■ **Record excerpts**

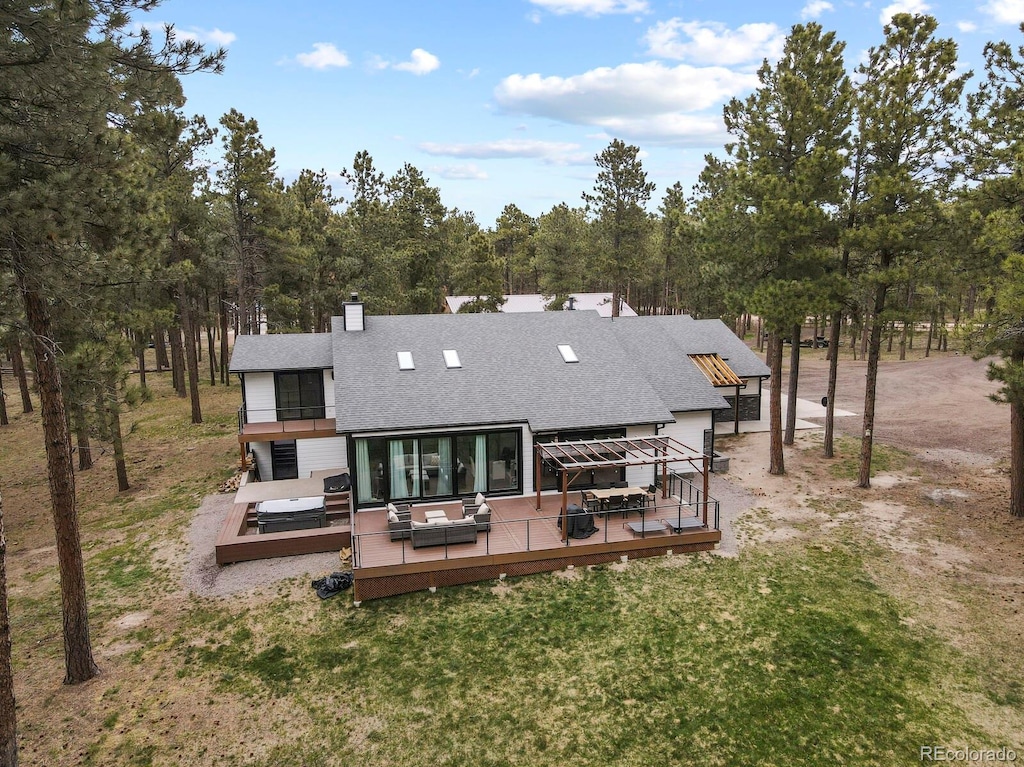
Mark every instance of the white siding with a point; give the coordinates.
(688, 429)
(324, 453)
(640, 476)
(261, 400)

■ **Work instruction**
Set the whole listing down again unchanged, apart from the pictures, which are omitted.

■ **Completed exercise**
Mark every instance of the white siding with a point; give the coordinates.
(688, 429)
(324, 453)
(640, 476)
(261, 400)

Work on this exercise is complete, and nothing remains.